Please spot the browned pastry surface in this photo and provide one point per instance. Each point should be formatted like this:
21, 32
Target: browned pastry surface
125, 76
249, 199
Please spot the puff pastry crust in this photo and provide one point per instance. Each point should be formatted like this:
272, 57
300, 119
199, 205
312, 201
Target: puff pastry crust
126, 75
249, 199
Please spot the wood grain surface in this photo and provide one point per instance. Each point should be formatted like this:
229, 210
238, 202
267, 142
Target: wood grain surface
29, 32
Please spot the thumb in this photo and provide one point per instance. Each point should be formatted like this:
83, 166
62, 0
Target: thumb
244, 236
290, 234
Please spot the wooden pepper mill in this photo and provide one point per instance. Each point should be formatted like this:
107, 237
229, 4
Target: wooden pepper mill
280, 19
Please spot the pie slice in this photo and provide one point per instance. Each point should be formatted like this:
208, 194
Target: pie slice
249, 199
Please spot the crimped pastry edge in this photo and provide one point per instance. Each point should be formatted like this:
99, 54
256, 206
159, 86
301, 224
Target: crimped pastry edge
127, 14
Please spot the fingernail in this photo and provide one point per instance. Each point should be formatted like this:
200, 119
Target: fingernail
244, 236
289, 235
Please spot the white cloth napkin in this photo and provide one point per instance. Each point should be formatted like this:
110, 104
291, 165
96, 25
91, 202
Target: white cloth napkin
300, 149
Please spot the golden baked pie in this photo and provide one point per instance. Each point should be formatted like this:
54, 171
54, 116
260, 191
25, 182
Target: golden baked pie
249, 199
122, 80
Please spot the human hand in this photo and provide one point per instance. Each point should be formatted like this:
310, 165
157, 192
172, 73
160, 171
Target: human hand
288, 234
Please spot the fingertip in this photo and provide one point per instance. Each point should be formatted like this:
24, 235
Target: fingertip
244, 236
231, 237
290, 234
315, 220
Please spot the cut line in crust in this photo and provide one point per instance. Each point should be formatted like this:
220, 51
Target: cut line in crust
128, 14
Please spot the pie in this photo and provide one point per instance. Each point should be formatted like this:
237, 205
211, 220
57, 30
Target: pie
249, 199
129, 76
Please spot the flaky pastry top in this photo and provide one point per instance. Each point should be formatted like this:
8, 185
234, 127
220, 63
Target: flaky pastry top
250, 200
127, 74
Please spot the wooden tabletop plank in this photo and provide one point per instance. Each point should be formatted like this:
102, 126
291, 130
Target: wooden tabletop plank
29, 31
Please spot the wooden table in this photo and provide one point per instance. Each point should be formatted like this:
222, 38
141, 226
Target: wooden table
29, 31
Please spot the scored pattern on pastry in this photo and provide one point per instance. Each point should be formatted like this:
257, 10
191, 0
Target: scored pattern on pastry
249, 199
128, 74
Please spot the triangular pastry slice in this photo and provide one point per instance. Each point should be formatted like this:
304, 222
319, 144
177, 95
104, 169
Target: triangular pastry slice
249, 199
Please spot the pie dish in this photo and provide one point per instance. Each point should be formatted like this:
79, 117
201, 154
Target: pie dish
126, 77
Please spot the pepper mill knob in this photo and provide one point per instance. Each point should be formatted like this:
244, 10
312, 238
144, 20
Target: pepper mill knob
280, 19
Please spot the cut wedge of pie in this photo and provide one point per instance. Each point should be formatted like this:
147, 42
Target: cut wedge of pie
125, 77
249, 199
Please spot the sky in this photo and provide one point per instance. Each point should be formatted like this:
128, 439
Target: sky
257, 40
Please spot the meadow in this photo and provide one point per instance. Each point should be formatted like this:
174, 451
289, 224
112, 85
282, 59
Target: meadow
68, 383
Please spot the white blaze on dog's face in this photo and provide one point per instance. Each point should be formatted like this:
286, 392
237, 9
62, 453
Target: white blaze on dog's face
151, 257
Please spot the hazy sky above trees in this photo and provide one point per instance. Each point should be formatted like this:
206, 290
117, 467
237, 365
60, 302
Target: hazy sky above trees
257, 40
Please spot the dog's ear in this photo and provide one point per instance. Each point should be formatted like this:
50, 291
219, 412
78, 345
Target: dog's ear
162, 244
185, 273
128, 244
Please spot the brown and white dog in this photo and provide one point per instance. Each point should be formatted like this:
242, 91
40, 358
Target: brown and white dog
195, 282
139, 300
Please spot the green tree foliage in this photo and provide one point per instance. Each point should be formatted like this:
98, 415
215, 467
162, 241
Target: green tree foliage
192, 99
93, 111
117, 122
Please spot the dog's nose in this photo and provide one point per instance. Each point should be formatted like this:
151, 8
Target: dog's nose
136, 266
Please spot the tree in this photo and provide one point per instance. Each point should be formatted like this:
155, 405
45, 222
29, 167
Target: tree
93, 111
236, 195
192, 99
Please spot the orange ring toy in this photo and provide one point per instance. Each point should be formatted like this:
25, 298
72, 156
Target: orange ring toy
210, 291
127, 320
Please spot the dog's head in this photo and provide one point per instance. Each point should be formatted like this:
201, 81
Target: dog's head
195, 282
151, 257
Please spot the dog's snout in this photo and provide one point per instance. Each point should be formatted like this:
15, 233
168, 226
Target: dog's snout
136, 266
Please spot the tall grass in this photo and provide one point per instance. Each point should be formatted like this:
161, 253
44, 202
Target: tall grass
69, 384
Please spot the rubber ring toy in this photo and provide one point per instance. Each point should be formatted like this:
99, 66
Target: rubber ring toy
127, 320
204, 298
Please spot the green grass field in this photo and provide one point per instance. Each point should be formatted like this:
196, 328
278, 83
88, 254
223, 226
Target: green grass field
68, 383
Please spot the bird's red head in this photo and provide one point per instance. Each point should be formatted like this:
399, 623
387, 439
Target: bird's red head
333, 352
———
### TASK TO CARRY OUT
Above are the records; copy all of them exactly.

### CORRECT RESULT
Please spot the browned pastry surface in this photo and provide one point per instance. Each point should be formatted like this:
21, 32
Target: browned pastry surface
125, 76
249, 199
Please spot the puff pastry crust in this photo and provide one point per instance. Each point should be formatted like this:
272, 57
300, 119
199, 205
312, 201
Target: puff pastry crust
126, 75
249, 199
Please spot the wood grain surface in this photo and provide one point per instance. Each point should be formatted like this:
229, 210
238, 202
267, 142
Target: wood grain surface
29, 32
Please spot the thumb in this photo and provide one point per instance. Each point should be formatted like this:
83, 166
62, 0
Target: thumb
244, 236
290, 234
Please spot the wooden pepper mill in this photo and provide one point per instance. Each point should be formatted like this:
107, 237
229, 4
Target: wooden pepper mill
280, 19
Please spot the pie slice in this photo and provide one point per instance. Each point should be formatted like this:
208, 194
Target: pie slice
249, 199
Please spot the crimped pastry edge in this photo and provide one point per instance. Each point should be formatted like this:
99, 54
256, 206
159, 86
301, 224
Target: crimped pastry edge
127, 14
Please spot the fingernail in this photo and provide one point per instance. Each point should be formatted like this:
200, 119
Target: fingernail
244, 236
289, 235
Please spot the white cloth napkin in this photo and provide one point per instance. Each point should be formatted like this:
110, 104
291, 165
96, 25
91, 202
Target: white cloth napkin
300, 149
Please spot the golden baked pie in this photo and provide one point per instance. Each point should be formatted like this:
54, 171
54, 116
260, 191
25, 182
Target: golden baked pie
249, 199
122, 80
Please spot the human hand in this photo and provide one point per instance. Each point should be formatted like this:
310, 165
157, 192
172, 73
160, 171
Target: human hand
288, 234
Please spot the fingertip in this photo and provide one point per instance. Each point should be formatted like this:
24, 235
Target: fingertip
244, 236
231, 237
290, 234
315, 220
Please spot the cut line in crust in this photo and provide one point per instance. Each point should be formatted like this:
220, 51
Target: cut line in crust
128, 14
Please spot the pie in this photo and provide one point per instance. Each point should be formatted like this:
237, 205
211, 220
57, 30
Target: pie
249, 199
129, 76
Please spot the flaky pastry top in this photo and provide one point per instance. Each point should be formatted like this:
8, 185
234, 127
220, 63
Target: flaky pastry top
250, 200
127, 74
Please spot the wooden tabletop plank in this photo and provide one point per instance. Each point should be formatted like this:
102, 126
291, 130
Target: wooden tabletop plank
29, 31
Please spot the wooden table in this photo and provide one point per instance. Each point should be formatted like this:
222, 38
141, 226
Target: wooden table
29, 31
Please spot the scored pattern on pastry in this photo and provide one point per instance. Each point should be formatted like this:
257, 10
191, 0
Target: scored pattern on pastry
249, 199
128, 74
Please spot the triangular pastry slice in this photo and provide one point per instance. Each point should be formatted like this:
304, 222
319, 144
177, 95
104, 169
Target: triangular pastry slice
249, 199
Please spot the pie dish in this photo and provide one point per instance. Each point should be formatted like this:
79, 117
201, 154
Target: pie dish
126, 77
Please spot the pepper mill knob in this photo and provide one point per instance. Each point should be formatted like this:
244, 10
312, 238
144, 20
Target: pepper mill knob
280, 19
Please spot the cut wedge of pie in this photo and provide one point per instance. Each point should be formatted like this:
147, 42
Target: cut wedge of pie
125, 77
249, 199
Please spot the sky in this photo and provide one point per instance. Each point should be formatted like this:
128, 439
Target: sky
257, 40
Please spot the meadow in this photo and provide one point per instance. Each point should be formatted like this:
174, 451
289, 224
112, 85
282, 59
Target: meadow
68, 383
Please spot the white blaze on dog's face in this photo and provide one point per instance. Each point should be formatted like this:
286, 392
237, 9
62, 453
Target: white blaze on dog's face
151, 257
Please spot the hazy sky above trees in this photo and provide one point per instance. Each point should be formatted like this:
206, 290
117, 467
237, 365
60, 302
Target: hazy sky above trees
257, 40
Please spot the dog's ear in this photo and provide one point per instance. Each point should be formatted like this:
50, 291
219, 412
78, 345
Target: dog's ear
162, 244
185, 273
128, 244
Please spot the brown and white dog in this photo and provide one point per instance. Each point should be formatted like this:
242, 91
40, 358
Target: brown and white dog
195, 282
139, 300
Please spot the green tree foliage in this photo and provide one point per instance. Each point should be formatted like this:
98, 415
215, 467
162, 241
Target: green tree foliage
192, 99
93, 111
117, 122
Please spot the dog's nose in this photo and provide one point per instance. Each point should be formatted like this:
151, 8
Target: dog's nose
136, 266
Please spot the tree in this photo and provide one point per instance. Each point should be formatted like this:
155, 405
45, 222
29, 167
Target: tree
93, 111
236, 195
192, 99
Please spot the orange ring toy in this photo and provide one point per instance. Each point should be formatted like this:
25, 298
72, 156
Target: orange ring toy
210, 291
127, 320
Please spot the dog's head in this photo and provide one point per instance. Each point should be formatted like this:
201, 81
Target: dog's head
195, 282
151, 257
Please spot the dog's snout in this photo and provide one point per instance. Each point should be formatted like this:
15, 233
168, 226
Target: dog's snout
136, 266
Please spot the tall grass in this photo and provide one point per instance. Each point should be formatted like this:
161, 253
44, 202
Target: tall grass
69, 384
Please spot the rubber ring toy in this photo and provide one point per instance. Each point should be formatted like this:
99, 66
Target: rubber ring toy
127, 320
204, 298
Please spot the green grass field in this photo and provide one point per instance. Each point should be formatted like this:
196, 328
278, 83
88, 254
223, 226
Target: green grass field
68, 383
Please spot the bird's red head in this photo and provide one point per instance. Each point should be formatted like this:
399, 623
387, 439
Target: bird's red head
333, 352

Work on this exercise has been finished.